**Coordinate annotation lines:**
= = = = =

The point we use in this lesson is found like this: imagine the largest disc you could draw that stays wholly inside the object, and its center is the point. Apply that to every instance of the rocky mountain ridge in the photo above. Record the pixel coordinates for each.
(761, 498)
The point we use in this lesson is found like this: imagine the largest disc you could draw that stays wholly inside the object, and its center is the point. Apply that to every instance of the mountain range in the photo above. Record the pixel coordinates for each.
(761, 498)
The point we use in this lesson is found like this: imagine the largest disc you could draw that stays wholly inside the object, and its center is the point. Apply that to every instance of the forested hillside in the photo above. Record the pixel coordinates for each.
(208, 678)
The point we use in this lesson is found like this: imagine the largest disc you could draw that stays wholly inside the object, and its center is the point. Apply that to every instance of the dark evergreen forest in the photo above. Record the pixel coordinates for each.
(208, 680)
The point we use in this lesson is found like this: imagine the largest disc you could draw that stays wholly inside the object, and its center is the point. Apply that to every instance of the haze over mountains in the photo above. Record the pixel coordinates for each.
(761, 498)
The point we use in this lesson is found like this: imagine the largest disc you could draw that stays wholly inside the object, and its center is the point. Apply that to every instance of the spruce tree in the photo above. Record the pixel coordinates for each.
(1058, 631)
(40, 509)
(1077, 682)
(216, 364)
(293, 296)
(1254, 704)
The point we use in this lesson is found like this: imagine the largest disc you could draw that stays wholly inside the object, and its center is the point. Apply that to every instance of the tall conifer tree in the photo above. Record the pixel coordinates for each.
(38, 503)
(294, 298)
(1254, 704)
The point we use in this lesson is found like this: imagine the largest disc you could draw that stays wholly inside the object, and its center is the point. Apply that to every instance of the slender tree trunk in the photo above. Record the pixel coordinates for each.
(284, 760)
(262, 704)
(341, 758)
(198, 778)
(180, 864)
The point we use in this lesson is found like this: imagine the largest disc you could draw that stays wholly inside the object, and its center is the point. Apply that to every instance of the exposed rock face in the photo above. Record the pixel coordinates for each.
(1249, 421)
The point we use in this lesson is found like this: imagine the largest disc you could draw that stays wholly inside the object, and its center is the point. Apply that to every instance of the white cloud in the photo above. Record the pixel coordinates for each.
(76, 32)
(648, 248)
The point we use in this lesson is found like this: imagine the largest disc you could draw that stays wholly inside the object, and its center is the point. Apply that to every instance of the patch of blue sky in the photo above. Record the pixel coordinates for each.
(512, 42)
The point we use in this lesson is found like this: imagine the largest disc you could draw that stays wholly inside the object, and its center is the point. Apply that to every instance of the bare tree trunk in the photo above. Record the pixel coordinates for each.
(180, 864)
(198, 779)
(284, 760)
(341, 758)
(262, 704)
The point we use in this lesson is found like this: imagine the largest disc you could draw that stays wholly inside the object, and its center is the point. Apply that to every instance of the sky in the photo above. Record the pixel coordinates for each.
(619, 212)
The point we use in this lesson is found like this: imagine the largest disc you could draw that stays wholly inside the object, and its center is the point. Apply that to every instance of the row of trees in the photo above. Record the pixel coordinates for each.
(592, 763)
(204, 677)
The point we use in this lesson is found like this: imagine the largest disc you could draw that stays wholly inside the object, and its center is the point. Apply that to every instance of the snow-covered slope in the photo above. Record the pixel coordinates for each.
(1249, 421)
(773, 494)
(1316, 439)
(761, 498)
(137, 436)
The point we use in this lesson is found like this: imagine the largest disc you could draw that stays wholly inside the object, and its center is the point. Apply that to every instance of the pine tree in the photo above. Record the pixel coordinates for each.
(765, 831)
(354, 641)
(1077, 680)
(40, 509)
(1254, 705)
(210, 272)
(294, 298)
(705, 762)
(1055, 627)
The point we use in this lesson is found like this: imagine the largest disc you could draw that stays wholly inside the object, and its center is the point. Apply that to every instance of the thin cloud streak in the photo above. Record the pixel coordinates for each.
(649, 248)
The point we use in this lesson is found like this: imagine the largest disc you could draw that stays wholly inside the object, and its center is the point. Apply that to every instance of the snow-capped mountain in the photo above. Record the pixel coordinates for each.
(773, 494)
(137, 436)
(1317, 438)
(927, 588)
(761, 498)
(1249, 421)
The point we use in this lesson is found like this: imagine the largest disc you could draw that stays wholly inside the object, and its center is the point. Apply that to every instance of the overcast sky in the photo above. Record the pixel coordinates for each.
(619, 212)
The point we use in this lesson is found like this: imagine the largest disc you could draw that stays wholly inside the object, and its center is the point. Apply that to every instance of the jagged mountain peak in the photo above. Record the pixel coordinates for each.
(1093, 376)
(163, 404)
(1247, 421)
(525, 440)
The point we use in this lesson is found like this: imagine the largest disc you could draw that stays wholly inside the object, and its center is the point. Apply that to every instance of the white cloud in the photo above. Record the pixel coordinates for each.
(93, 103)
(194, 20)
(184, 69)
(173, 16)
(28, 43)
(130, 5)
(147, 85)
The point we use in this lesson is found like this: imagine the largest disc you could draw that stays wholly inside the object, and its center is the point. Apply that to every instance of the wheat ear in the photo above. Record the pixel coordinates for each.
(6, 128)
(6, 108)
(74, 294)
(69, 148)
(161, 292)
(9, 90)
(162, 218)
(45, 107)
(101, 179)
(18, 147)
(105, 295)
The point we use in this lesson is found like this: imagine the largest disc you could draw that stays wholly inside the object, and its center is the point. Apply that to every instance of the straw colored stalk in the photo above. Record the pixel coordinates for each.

= = = = =

**To do:** Copy out every one of the lines above, changing "largest disc" to "biggest circle" wherever it occurs and keeping everything else unchanged.

**Expected answer:**
The point we use in this lesson is found like this: imagine the biggest circle you could draw that stays wholly inside the object, and its center is the point. Apply that to every instance of the rocky mountain ridge in the photo above. Record the pixel coordinates for each.
(761, 498)
The point we use in this lesson is found like this: imagine the biggest circle you could draw that stays wholly inside the object, and its center is the point. Apply that to every instance of the mountain range in the photo above. Record the pixel coordinates for each.
(761, 498)
The point we use in this lesson is found like this: imagine the biggest circle you could draw that stays wholly inside the object, and its center is the point. Apply that to every instance of the forested hillside in the photo above. Record the pixel coordinates for each.
(208, 678)
The point we use in this lesson is found like this: imagine the biggest circle you could draw that stays wholly inside the object, and its center is the point. Apply that to every instance of the dark evergreen forest in the photo above. Record the pixel coordinates for each.
(208, 680)
The point we use in this lesson is found like this: imagine the biggest circle you could draw that stays wholly inside the object, and its center is the point. Apply that to every instance of the haze over mountains in the photo above. Record the pixel coordinates for each.
(761, 498)
The point we use in this lesson is found like this: imagine the biggest circle you could draw that stays wholly inside the object, and its center is the point. Apply that to every instance of the spruce tree in the photo above. Record the pixel coordinates for each.
(1058, 631)
(40, 509)
(1077, 682)
(216, 364)
(293, 296)
(1254, 704)
The point we use in this lesson is found like this: imagine the biggest circle you could draw that stays wholly inside the object, and its center is the point. Apply that to every instance of the tall conifer tree in the photo above. Record the pixel coordinates for each.
(38, 503)
(294, 298)
(1254, 704)
The point we use in this lesson is found like this: imagine the biggest circle you could draw that stays wholly inside the object, and its center is the point. Apply that to every instance of the slender tree trunk in the photo above. Record the pixel coordinates for each.
(284, 760)
(262, 704)
(341, 758)
(198, 778)
(180, 864)
The point we use in this lesson is found like this: imagine the biggest circle you could draw that stays wholly inside the object, and its center is the point. Apply that to every instance of the exposed rock face in the photo above. Record the pixel coordinates for each.
(1249, 421)
The point we use in this lesson is found like this: imagine the biggest circle you could draw that stays wholly inside the object, and its center is the point. Apply that to every instance of the white cloud in the photo above. Record the pixel coordinates for each.
(76, 32)
(648, 248)
The point we use in this lesson is found like this: imagine the biggest circle you could draw that stays wholly inside the object, and its center is the point. Apply that to every instance of the patch of blue sky in the photo above. Record the pixel coordinates for each.
(512, 42)
The point we use in this lesson is found like this: imagine the biggest circle you could draw that stays wholly inside the object, and its center is the point. Apply that to every instance of the bare tree trunk in the photo above. Record the pixel coordinates for each.
(180, 864)
(198, 779)
(284, 760)
(341, 758)
(262, 704)
The point we use in this lesson is found like this: imagine the biggest circle you could draw that stays wholly inside the object, and its center is the point. Apply that to every instance of the sky in the photo above. Record the pixel coordinates for each.
(619, 212)
The point we use in this lesson is found like this: imagine the biggest circle you could draw that stays wholly inside the object, and its center is the point. Apply that to every instance of the row of trees in the photo above. Record the pixel coordinates for each.
(592, 763)
(204, 677)
The point we use in this lesson is found like this: imagine the biggest circle you could draw that stays wholly inside the object, and its center is the point. Apply that to every instance of the snow-covered slope in the photo above. Record the pixel coordinates for each.
(1249, 421)
(773, 494)
(1316, 439)
(761, 498)
(137, 436)
The point we use in this lesson is found like this: imagine the biggest circle you could draw that stays wholly inside the object, and its center is the point. Apply that to every instance of the pine tree in the photo above. Record the pixel coordinates for each.
(765, 831)
(354, 641)
(1077, 680)
(40, 509)
(1254, 705)
(210, 272)
(294, 298)
(705, 762)
(1055, 627)
The point we use in this lesson is found like this: imagine the biggest circle you could draw that stays wholly inside the object, and its center is the point. Apply that to every instance of the thin cloud streak in the photo above. Record the pixel coordinates for each.
(649, 248)
The point we use in this lesson is found like this: imagine the biggest circle you could draw that stays wholly inside the object, and its center is the point. Apply that to every instance of the snow-capped mountain in the photo above. Record the pixel coordinates for each.
(773, 494)
(137, 436)
(1317, 438)
(927, 588)
(761, 498)
(1249, 421)
The point we use in this lesson is found like this: imagine the biggest circle you could draw that stays wholly inside the object, and its center is the point. Apply that to every instance of the overcast sky in the photo above. Record the pixel coordinates for each.
(619, 212)
The point we use in this lesson is found like this: imagine the biggest circle you could draw that stays wholly inside the object, and its center is the point. Apply that to every instance of the jagged mountain peak in the photo above. Record the pixel coordinates for each.
(1093, 376)
(163, 404)
(1247, 421)
(525, 440)
The point we use in this lesson is found like this: imagine the biggest circle you could draw that stays wholly inside the object, and its center is the point. Apply that to every instance of the white cloud in the photo above. Record the pixel coordinates for each.
(93, 103)
(194, 20)
(184, 69)
(173, 16)
(28, 43)
(130, 5)
(147, 85)
The point we use in this lesson is found like this: imagine the biggest circle you could draw that stays wholly inside the object, and its center is the point. Apply that to every instance of the wheat ear in the photo above. Record the pixel coordinates for each.
(6, 128)
(6, 108)
(74, 294)
(69, 148)
(161, 292)
(9, 90)
(162, 218)
(45, 107)
(101, 179)
(18, 147)
(105, 295)
The point we use in this lesson is found like this: imagine the biggest circle you could draw that stays wholly inside the object, and its center is the point. Apply that to every instance of the straw colored stalk in the photo above. Record the pixel coordinates for each.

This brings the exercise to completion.